Supplied data
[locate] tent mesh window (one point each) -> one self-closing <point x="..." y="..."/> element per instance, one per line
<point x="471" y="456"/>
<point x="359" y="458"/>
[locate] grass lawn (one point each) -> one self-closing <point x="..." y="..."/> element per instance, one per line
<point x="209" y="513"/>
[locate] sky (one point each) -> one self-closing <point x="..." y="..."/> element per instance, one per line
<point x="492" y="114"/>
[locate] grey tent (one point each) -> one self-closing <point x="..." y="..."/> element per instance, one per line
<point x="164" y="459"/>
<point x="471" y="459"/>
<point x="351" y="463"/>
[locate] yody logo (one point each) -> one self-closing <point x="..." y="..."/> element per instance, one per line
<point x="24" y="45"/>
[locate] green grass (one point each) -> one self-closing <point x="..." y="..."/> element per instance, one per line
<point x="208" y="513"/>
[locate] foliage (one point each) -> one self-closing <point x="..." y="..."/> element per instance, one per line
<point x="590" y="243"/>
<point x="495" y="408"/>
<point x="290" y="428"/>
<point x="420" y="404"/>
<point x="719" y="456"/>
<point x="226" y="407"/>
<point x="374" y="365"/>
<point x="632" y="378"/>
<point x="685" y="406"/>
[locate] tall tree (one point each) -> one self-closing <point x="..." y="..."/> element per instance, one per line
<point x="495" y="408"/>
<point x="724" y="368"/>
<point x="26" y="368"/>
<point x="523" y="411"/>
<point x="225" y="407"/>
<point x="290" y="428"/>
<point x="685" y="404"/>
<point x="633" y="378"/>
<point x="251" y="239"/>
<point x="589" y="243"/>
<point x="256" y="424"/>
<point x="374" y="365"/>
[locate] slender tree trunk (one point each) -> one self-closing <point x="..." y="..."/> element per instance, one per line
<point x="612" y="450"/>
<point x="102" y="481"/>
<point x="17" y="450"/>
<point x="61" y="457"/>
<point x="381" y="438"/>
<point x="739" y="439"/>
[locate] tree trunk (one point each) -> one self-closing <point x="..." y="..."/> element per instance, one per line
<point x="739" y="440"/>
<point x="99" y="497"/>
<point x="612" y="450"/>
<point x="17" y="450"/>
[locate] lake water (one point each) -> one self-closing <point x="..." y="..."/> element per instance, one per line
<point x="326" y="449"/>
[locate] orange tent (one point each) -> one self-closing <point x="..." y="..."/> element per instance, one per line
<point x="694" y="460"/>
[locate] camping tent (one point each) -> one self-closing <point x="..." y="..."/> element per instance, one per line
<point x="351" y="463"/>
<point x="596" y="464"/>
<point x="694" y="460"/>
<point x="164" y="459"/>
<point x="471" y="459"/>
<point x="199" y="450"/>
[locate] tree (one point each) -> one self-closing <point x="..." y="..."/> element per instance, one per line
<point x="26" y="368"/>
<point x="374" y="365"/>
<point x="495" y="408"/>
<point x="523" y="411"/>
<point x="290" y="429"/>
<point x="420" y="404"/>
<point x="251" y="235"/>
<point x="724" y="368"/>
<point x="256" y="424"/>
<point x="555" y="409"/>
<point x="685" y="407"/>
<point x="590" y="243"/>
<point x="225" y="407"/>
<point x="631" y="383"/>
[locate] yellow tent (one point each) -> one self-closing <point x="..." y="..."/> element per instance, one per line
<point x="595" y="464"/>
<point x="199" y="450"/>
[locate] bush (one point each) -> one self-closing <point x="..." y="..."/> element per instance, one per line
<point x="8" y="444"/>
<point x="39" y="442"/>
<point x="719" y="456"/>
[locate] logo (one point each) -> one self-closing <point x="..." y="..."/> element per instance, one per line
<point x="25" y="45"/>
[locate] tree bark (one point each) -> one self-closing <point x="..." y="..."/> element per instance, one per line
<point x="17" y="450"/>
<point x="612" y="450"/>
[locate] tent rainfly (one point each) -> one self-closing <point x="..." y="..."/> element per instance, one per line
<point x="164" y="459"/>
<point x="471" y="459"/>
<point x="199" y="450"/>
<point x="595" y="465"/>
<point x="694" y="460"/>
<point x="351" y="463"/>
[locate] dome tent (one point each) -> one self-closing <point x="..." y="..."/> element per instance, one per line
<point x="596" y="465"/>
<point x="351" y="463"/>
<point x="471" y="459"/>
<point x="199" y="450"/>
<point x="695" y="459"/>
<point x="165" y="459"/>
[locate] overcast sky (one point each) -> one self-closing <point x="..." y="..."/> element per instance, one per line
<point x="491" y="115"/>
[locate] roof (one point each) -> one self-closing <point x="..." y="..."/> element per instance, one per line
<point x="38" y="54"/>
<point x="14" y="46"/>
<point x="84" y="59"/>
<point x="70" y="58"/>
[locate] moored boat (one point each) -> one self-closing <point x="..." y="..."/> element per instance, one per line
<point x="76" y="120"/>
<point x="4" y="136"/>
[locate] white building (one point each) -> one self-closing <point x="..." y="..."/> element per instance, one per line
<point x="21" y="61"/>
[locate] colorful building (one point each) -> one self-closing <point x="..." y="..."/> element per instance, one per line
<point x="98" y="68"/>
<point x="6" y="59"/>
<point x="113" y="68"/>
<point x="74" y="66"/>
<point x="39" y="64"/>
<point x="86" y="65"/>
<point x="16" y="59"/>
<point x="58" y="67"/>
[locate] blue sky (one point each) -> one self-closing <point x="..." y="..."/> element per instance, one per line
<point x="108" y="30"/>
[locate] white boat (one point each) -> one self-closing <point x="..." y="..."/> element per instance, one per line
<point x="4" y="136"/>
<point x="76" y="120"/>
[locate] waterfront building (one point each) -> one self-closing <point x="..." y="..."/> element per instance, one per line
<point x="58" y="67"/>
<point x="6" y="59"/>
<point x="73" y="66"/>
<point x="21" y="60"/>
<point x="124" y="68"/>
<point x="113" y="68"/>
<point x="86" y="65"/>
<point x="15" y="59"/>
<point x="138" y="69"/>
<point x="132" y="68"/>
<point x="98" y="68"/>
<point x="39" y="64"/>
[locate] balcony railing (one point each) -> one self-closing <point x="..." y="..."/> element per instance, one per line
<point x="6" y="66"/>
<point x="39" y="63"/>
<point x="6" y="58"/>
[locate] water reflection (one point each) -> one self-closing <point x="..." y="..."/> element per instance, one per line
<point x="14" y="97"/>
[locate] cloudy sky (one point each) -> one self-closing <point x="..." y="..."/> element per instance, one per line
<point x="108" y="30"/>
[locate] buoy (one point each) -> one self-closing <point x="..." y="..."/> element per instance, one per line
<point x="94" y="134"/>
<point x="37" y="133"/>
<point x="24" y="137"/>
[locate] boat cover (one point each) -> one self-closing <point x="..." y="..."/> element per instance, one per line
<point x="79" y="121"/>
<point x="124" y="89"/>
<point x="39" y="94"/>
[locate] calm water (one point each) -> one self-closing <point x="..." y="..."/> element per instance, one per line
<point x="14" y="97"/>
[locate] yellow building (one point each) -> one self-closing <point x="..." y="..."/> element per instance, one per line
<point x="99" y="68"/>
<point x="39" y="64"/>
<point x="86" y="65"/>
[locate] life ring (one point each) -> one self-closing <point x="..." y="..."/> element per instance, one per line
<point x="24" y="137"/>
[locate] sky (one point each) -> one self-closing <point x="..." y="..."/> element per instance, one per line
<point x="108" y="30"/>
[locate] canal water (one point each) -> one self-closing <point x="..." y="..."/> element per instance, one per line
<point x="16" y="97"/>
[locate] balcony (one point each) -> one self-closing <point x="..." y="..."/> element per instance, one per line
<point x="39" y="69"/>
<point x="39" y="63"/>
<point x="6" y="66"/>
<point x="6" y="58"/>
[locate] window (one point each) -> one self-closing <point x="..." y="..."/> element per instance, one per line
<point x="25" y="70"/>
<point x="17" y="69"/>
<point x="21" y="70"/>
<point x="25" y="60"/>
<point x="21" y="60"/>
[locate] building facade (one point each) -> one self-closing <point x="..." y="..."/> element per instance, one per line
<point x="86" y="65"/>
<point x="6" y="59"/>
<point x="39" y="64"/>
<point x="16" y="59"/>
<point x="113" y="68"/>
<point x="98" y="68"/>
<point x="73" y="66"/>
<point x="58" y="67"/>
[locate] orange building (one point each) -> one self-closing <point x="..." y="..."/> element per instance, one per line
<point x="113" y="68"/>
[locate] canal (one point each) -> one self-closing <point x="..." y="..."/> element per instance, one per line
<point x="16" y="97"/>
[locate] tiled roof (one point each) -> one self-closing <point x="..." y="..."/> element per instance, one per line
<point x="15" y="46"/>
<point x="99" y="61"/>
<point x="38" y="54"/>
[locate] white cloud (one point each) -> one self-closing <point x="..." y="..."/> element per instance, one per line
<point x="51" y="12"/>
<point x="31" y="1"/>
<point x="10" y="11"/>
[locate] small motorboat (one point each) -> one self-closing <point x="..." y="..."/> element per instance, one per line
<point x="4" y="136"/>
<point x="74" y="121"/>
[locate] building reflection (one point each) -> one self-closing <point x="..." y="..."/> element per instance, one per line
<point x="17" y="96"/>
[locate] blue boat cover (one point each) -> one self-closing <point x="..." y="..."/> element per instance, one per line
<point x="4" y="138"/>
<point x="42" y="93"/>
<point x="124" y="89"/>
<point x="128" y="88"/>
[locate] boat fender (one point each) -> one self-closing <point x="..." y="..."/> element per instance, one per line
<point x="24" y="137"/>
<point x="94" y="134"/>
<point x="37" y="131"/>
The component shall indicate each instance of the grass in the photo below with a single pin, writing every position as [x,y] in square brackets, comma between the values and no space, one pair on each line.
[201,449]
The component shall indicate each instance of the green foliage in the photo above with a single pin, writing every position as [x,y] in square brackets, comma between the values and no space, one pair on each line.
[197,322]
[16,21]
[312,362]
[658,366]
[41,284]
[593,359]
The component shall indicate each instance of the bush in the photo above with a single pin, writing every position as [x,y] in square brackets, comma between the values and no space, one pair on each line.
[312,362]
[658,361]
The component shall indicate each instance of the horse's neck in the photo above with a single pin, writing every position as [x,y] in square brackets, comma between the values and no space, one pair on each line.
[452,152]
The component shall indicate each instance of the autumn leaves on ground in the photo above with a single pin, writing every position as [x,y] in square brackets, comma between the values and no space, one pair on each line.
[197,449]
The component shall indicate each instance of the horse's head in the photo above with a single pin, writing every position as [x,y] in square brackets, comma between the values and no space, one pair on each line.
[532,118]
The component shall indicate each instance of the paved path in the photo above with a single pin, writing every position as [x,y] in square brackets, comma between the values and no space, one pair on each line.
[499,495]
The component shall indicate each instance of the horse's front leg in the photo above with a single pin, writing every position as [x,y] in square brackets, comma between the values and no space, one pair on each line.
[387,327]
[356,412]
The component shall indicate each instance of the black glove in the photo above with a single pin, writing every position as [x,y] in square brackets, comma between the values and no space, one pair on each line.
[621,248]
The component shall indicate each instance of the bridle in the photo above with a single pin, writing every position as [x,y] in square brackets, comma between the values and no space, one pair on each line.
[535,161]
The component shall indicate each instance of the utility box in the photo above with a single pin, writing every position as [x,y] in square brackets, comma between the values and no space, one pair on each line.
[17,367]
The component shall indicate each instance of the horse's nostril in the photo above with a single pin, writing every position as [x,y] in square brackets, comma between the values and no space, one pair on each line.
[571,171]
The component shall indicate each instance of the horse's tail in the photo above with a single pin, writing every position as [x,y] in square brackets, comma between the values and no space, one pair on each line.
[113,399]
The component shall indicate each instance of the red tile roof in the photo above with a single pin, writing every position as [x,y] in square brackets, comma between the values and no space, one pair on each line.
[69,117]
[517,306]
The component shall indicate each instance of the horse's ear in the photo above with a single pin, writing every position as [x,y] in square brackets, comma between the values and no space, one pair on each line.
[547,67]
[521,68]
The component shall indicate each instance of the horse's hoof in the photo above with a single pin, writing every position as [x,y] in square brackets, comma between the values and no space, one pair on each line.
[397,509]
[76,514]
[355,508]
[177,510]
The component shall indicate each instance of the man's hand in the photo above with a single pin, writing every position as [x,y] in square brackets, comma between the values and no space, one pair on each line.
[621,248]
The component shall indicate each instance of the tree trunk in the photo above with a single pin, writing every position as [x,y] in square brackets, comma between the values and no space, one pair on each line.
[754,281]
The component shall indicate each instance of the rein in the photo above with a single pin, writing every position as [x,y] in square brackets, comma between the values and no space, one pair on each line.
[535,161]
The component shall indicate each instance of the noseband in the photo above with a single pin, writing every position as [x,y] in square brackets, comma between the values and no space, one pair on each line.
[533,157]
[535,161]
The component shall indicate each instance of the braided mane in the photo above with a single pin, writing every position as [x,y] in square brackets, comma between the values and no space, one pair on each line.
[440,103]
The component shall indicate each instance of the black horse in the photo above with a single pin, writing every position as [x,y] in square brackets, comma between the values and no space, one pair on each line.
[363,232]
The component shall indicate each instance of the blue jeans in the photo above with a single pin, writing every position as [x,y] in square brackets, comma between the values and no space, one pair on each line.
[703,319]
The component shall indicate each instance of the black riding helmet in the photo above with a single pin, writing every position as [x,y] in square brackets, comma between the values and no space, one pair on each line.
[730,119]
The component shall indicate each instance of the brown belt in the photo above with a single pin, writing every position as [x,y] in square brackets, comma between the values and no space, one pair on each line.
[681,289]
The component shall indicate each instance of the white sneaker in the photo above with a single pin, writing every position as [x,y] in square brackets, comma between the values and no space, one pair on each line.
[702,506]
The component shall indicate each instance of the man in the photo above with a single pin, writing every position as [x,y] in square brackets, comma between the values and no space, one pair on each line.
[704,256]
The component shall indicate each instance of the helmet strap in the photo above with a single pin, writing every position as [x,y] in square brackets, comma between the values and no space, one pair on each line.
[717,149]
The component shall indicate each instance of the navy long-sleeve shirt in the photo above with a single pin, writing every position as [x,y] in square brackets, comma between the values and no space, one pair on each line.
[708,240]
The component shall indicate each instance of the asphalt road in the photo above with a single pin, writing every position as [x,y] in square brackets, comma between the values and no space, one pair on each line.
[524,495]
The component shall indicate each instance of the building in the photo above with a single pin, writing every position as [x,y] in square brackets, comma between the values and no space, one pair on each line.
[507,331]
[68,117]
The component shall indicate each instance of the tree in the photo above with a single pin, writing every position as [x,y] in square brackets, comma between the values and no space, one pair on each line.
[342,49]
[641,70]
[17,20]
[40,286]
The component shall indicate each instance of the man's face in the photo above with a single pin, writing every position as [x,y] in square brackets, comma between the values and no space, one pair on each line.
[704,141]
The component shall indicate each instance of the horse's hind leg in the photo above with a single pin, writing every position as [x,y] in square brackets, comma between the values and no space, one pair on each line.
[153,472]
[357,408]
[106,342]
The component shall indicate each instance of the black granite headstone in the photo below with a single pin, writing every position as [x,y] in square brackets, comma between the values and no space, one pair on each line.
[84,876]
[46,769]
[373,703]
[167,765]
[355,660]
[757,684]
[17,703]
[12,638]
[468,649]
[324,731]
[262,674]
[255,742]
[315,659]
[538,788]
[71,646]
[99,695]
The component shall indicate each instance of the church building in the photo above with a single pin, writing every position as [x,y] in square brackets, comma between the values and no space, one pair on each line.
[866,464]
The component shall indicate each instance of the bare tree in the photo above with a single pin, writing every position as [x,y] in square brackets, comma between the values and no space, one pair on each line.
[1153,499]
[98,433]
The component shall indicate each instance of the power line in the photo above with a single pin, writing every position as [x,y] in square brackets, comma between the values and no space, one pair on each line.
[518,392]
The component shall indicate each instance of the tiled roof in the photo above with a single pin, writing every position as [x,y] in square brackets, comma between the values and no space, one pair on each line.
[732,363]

Exercise prompt
Copy each line exactly, from the line containing "The component shall indicate each instance of the bare" down to the last line of the material, and no other lines.

Result of this task
The component shall indicate each instance of the bare tree in the photo above with a single pin, writing every position as [x,y] in square brackets, comma between the values and no space, one pair on each line.
[1153,499]
[98,433]
The component shall indicate each instance of the power line in the photo above with a single pin, writing every position as [x,y] in square brackets, comma between the values and no space, one pair on each line.
[518,392]
The component shall indicate each instance of the tiled roof in the photo above with a single pin, writing every position as [x,y] in square brackets, comma between the values and no space, one pair on each line.
[732,363]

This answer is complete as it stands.